Source:
* * * * *

“The north wind shall blow and we shall have snow, and what will the robin do then, poor thing. It will stay in the barn to keep itself warm, and bury its head in its wing poor thing.”
That little poem hung on the wall of my junior school in rural Ireland, but I could recite it ever before I went there. My father knew it, as did my mother, and all my neighbors, even those who rarely turned up for tuition. It was the funeral bell of summer, the dirge of autumn, the lamentation of spring. Winter was closing in, if not already upon us.
I could sympathize with the robin. It was symbolic of all of us whose rural inclinations and rhythms were as old as nature itself. It wasn’t so much that the frost and the snow were upon us, but also, those other cantankerous outfalls that the dynamic duo had in store for us. It was the drear and the misery, the long, long nights imposed upon us, the season of ‘drawing in,’ as we called it. That was what the robin did in the cross trees of the barn. Bury the head. Not just to sleep but to semi-hibernate.
Ever before the winter had fully set in its statutory mode, its incoming outriders had entered dialogue.
"Nights are drawing in, Mick."
"Aye, for sure. Back to the oil lamp again. And the game of cards. And the dark."

* * * * *

Task instructions:
**1.** In the text about winter in rural Ireland, substitute "primary school" for "junior school" and write out the passage starting with "That little poem" and going on through "already upon us.".
**2.** Condense the paragraph of the text about winter in rural Ireland that begins "I could sympathize with the robin" into a shorter version that keeps its main facts.

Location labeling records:
* * * * *

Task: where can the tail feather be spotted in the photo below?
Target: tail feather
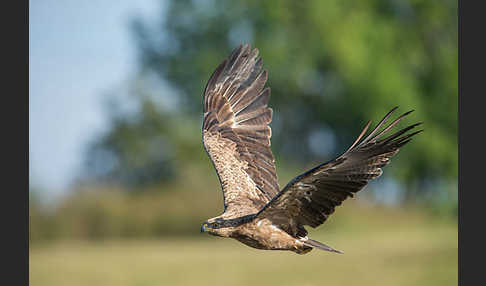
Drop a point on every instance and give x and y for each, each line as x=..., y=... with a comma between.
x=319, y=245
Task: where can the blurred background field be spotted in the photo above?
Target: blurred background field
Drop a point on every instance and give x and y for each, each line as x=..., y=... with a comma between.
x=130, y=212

* * * * *

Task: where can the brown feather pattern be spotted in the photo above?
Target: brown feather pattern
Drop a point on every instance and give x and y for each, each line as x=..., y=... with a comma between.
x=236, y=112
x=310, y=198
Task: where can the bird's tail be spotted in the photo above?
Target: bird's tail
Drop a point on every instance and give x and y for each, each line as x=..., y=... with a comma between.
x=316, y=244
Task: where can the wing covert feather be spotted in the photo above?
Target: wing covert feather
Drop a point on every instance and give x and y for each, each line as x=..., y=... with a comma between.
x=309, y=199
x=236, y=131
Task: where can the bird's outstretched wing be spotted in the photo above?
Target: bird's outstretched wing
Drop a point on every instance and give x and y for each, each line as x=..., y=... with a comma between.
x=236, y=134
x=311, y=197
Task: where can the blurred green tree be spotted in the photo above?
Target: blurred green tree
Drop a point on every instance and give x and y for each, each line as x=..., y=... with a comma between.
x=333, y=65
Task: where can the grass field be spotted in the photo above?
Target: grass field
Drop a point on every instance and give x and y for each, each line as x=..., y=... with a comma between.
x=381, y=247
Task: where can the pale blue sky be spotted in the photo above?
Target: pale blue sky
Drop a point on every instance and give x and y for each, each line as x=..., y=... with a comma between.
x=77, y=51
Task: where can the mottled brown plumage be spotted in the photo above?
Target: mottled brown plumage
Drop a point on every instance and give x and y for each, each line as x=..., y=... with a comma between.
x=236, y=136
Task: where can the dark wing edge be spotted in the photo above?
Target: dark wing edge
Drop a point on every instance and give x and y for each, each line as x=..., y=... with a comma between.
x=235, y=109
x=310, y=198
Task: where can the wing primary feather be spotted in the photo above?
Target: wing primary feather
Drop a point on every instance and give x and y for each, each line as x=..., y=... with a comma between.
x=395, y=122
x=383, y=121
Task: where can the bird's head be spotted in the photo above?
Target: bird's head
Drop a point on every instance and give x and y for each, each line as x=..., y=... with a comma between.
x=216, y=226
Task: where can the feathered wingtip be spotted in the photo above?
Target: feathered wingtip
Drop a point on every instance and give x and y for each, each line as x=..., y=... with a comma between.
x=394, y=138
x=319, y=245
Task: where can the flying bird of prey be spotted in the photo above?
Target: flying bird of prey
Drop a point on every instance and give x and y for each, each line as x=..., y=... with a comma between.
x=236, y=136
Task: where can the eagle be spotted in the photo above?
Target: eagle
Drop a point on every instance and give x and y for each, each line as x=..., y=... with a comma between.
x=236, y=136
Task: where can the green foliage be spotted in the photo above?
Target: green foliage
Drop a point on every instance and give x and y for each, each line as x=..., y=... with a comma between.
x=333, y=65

* * * * *

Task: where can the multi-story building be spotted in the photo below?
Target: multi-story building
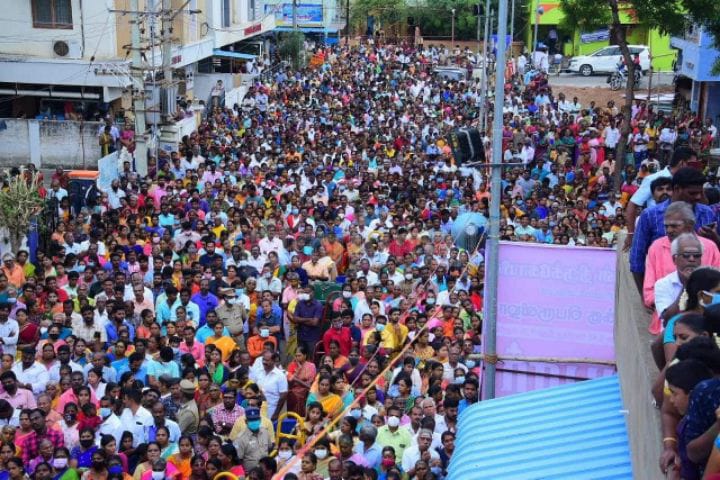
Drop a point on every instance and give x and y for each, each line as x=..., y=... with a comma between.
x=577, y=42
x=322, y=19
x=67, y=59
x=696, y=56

* * * * *

The answers:
**1.**
That little poem hung on the wall of my primary school in rural Ireland, but I could recite it ever before I went there. My father knew it, as did my mother, and all my neighbors, even those who rarely turned up for tuition. It was the funeral bell of summer, the dirge of autumn, the lamentation of spring. Winter was closing in, if not already upon us.

**2.** The robin symbolized everyone whose rural habits and rhythms were as old as nature. Winter brought not only frost and snow but also dreariness, misery and long nights, the season locals called "drawing in." In response, the robin buried its head in the cross trees of the barn, not merely to sleep but to semi-hibernate.